# [What the task asks]
Start at the line containing "Where can you spot the highway" and continue through the last line. Rewrite those lines with "highway lane" changed to "traffic lane" and everything else left as it is.

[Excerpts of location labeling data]
──────
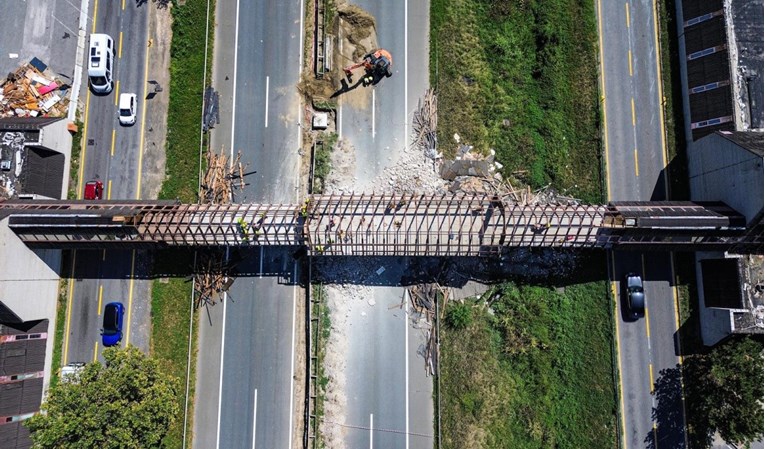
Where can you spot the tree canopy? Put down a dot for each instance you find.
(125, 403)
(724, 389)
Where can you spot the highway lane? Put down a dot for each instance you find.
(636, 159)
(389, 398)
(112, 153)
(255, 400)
──────
# [Solution to this exercise]
Where can you spot the traffic lane? Put down a dot for each instance you find.
(636, 159)
(389, 398)
(112, 153)
(255, 400)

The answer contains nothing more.